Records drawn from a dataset
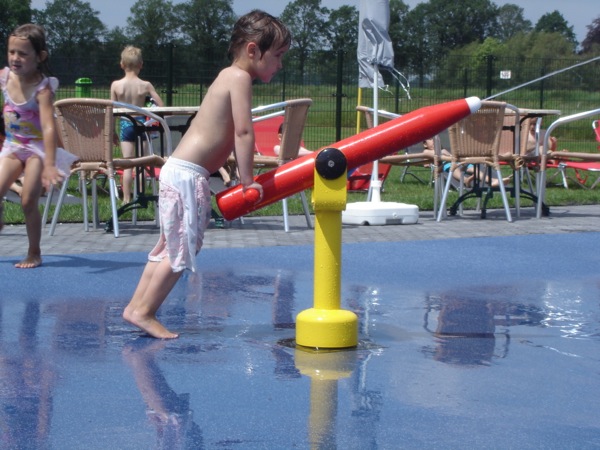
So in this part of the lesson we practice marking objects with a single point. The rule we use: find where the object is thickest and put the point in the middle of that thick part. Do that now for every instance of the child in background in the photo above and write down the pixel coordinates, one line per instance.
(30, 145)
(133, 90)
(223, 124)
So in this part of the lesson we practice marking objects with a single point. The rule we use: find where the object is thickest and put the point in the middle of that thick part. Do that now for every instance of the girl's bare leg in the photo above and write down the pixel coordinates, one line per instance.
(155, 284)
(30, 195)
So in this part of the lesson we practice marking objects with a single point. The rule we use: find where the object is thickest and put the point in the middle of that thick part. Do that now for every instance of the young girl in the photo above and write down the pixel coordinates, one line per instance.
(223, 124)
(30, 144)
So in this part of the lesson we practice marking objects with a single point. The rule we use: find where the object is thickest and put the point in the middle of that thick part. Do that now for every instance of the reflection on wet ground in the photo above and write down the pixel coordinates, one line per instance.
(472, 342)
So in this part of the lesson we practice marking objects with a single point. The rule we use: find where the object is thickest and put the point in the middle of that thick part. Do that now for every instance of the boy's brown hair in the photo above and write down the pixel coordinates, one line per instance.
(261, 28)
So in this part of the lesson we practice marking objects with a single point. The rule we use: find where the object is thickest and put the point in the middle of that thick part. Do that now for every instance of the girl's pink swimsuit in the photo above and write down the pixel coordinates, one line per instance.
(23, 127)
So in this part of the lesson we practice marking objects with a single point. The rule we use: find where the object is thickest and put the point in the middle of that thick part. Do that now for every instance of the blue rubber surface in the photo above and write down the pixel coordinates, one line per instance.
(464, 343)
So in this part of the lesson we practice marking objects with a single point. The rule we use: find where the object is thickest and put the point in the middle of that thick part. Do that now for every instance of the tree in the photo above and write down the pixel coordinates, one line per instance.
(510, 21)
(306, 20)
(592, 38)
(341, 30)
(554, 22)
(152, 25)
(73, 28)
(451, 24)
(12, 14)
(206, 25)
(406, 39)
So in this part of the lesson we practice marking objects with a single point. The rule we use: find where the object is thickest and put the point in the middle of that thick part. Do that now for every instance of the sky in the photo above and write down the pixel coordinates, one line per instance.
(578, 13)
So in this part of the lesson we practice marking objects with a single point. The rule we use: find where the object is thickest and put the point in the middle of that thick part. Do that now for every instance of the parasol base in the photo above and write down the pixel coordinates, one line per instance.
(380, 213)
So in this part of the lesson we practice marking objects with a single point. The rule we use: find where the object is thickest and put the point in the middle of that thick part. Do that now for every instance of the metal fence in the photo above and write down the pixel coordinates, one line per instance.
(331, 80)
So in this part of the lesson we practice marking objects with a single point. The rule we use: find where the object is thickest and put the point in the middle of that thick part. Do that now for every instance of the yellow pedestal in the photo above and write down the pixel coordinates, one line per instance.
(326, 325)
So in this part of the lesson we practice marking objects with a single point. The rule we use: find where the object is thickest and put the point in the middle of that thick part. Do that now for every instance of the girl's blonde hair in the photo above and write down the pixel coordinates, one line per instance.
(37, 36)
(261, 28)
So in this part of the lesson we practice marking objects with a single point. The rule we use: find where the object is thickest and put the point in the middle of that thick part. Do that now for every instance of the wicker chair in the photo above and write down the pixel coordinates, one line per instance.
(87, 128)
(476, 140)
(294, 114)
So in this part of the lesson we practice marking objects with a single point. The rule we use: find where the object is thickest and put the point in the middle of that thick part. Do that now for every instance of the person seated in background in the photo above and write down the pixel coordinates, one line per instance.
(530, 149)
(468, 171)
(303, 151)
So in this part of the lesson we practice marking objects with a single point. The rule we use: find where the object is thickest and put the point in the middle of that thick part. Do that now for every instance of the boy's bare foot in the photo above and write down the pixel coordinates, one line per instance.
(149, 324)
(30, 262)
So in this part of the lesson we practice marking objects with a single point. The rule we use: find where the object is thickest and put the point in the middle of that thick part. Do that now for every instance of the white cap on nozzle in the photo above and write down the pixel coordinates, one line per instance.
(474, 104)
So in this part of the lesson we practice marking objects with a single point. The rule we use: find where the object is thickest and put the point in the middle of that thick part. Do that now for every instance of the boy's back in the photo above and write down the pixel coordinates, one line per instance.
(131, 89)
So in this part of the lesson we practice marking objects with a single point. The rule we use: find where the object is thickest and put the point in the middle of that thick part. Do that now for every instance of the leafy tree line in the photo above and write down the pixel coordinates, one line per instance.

▶ _YOUR TASK_
Skip every picture and transcribe the data above exactly.

▶ _SOLUTION TO THE EXERCISE_
So in this part of the lesson we practice marking objects with a single point. The rule we use: find where the object is thickest and put the point in the middle of that thick part. Do that now for every instance of the child in background in the photo above and write down the pixel coordinates, one line per instance.
(30, 145)
(133, 90)
(223, 124)
So in this part of the lesson we practice marking objects with a single point. The rule we use: find where the object is thickest and put the point in the middle of that thick part. Do that now for every instance of the girl's bare leg in the photo above and write down the pixel coordinates, one line per instance.
(155, 284)
(30, 195)
So in this part of the lesson we practice marking objects with a single point. The rule we use: find where the object is thickest and put the point in the middle of that thick part. Do that now for every instance of the young girl in the photo above and write down the pixel coordinates, one line per instance.
(223, 124)
(30, 144)
So in this part of the lesson we practice marking objects with a single point. The rule we use: find where the object is thickest and put the point in the middle of that thick part. Do that now for every instance of the reflection on wet ground in the photo above and write down the pixel coordinates, one line per instance.
(472, 342)
So in this part of the lesson we practice marking objects with a single point. The rule we use: find where the object is thickest and put the point in the middle of that thick part. Do that now for every instance of the boy's brown hair in the photo above and write down the pixel coordinates, one line per instance.
(261, 28)
So in this part of the lesson we practice marking objects with a single point. The rule we use: find where the object is thickest and put the point in the middle of that thick part. Do that now for every instance of the girl's pink swimsuit in the photo above and write down the pixel coordinates, one line per instance.
(23, 127)
So in this part of the lesson we practice marking objects with a single point. The rule we use: find where the object is thickest and put the point in the middle of that thick part. Do that now for every instance of the blue rubber surface in the photo above and write down the pixel coordinates, one line per instance.
(464, 343)
So in this part of the lesson we practice marking objects with a single point. The rule we use: find where the object is thickest and put the point in the middle of that thick part. Do that now for every instance of the tree in the photo above and write down the pixel coordinates, one line per instance.
(510, 21)
(306, 20)
(592, 38)
(341, 30)
(554, 22)
(152, 25)
(73, 28)
(451, 24)
(12, 14)
(206, 25)
(406, 39)
So in this part of the lesson we practice marking objects with a single point. The rule we use: find where the object is thickest and put the point in the middle of that thick part. Do that now for every instance of the sky in the photo above and write down the pixel coordinates, one line per instance.
(578, 13)
So in this part of the lesson we practice marking objects with a single point. The rule we use: find where the object is thickest and put the point in the middle of that thick part. Do that now for every instance of the parasol base in the photo above and write down the pixel coordinates, one line per instance.
(380, 213)
So in this part of the lesson we practice marking objects with a single point. The rule we use: find where the object is thickest and put the point in the middle of that thick part. Do that now for every instance of the metal fence in the photo above and write down the pixel coordinates, one line per instance.
(331, 80)
So in this part of the lesson we practice marking objects with a single point. The rule we use: find where the object is thickest and put the point in the middle of that thick part. Do that now for every instance of the yellow pedestal in the photo above and write down the pixel coordinates, one line per instance.
(326, 325)
So in this part of the lesson we practice marking objects with a single point. The rule we use: find where the object is thickest and put the point in the middle of that thick part. Do that now for every instance of the girl's blonde hair in the photo above and write down the pixel coordinates, one line per instance.
(37, 36)
(261, 28)
So in this part of the lesson we practice marking objects with a single point. The rule we use: find where the object is thickest and put the point in the middle of that thick part. Do that now for every instance of the wicker chair in the photo above and write down the pixel coordinates, one line per instance.
(87, 128)
(476, 140)
(294, 114)
So in this part of the lesson we practice marking objects with a single point. The rule we use: find where the object is thickest and put the point in the middle of that thick part. Do that now for every instance of the person seated in background in the photo above and write down the pixel coordinates, one line per instance.
(530, 149)
(468, 171)
(303, 151)
So in this part of the lesson we practice marking objects with a single point. The rule we use: find where the object is thickest and put the point in the middle of that thick part. Do that now for every instance of the boy's bare foot in the photo above and write down the pixel coordinates, one line per instance.
(149, 324)
(30, 262)
So in this part of the lesson we practice marking objects with a single point. The rule we use: find where the object is thickest and put the point in the middle of that thick part. Do that now for every instance of the white cap on nozzle in the photo above and write down the pixel coordinates, one line per instance.
(474, 104)
So in this part of the lesson we practice marking objects with a single point. The rule we use: find where the object is thickest and put the point in the middle of that thick part. Do that now for every instance of the boy's back in the photo above and write down the pixel coordinates, one line per instance.
(131, 89)
So in this part of the lesson we practice marking objects with a single point. The rule we use: find where the object is thickest and put the point in the middle of that thick part. Do that now for every instance of the leafy tree line in the photo above and write down the pixel coordinates, one line per instance.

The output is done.